- TASK ITEM
In the data that follows, find the line with "Target: metal watch strap"; transcribe it, every later line up to the one with "Target: fish tail fin", and that line as well, exactly and with no others.

- EXTRACTED DATA

== == ==

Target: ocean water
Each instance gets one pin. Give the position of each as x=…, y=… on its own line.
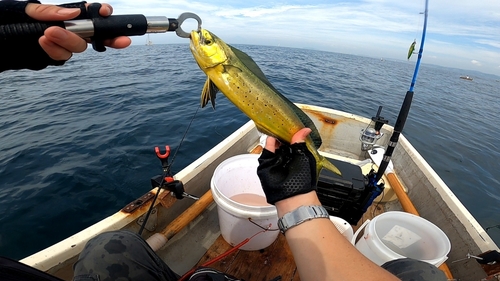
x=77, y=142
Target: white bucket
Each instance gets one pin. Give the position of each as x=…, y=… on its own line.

== == ==

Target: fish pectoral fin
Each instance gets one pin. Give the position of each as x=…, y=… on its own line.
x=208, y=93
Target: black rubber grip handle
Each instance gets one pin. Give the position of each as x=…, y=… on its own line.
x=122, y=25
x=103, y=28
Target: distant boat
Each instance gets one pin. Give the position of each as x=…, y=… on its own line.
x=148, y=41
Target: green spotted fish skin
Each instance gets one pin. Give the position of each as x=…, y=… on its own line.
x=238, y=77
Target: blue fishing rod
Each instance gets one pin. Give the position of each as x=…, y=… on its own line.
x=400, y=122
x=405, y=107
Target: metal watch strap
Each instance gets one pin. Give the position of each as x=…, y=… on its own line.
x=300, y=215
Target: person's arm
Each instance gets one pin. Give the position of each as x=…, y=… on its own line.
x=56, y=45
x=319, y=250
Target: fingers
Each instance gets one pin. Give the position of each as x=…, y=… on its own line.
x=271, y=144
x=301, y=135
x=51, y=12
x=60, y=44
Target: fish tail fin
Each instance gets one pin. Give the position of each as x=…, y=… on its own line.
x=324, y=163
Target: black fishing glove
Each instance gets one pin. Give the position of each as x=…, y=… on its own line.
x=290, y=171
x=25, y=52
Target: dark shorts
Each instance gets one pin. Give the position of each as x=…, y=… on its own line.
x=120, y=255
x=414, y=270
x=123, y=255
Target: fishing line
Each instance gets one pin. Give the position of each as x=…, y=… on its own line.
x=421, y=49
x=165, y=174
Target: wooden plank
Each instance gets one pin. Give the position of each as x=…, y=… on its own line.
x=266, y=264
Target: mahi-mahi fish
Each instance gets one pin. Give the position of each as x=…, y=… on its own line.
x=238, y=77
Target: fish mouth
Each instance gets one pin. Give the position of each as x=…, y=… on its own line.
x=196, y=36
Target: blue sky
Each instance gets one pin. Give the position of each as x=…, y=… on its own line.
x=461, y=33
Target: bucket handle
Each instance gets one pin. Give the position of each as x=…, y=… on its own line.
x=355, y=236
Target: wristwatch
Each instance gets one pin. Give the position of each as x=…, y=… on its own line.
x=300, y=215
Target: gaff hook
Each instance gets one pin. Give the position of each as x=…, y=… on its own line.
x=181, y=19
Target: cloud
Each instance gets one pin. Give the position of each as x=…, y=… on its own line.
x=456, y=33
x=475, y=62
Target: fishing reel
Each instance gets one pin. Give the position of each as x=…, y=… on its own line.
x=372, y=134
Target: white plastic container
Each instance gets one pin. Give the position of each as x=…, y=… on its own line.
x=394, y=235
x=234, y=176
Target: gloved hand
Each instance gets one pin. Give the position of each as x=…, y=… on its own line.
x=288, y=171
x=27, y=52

== == ==

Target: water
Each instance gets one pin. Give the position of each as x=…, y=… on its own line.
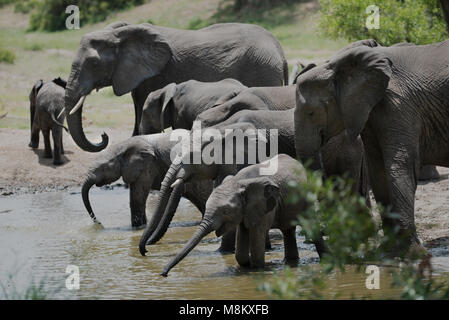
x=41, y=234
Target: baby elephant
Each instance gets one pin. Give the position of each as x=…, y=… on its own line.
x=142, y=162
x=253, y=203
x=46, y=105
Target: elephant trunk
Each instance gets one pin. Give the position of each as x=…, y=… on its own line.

== == ==

- OUTPUT OF THE TASK
Target: metal watch strap
Each instance gets one pin. Give the position of each as x=…, y=… on its own line.
x=300, y=215
Target: person's arm
Each instance gets one pin. Give the position of each as x=…, y=… on its own line.
x=56, y=45
x=319, y=250
Target: fingers
Each instance gets one pin. Give the position of each as x=…, y=… on its own line.
x=271, y=144
x=301, y=135
x=51, y=12
x=60, y=44
Target: fish tail fin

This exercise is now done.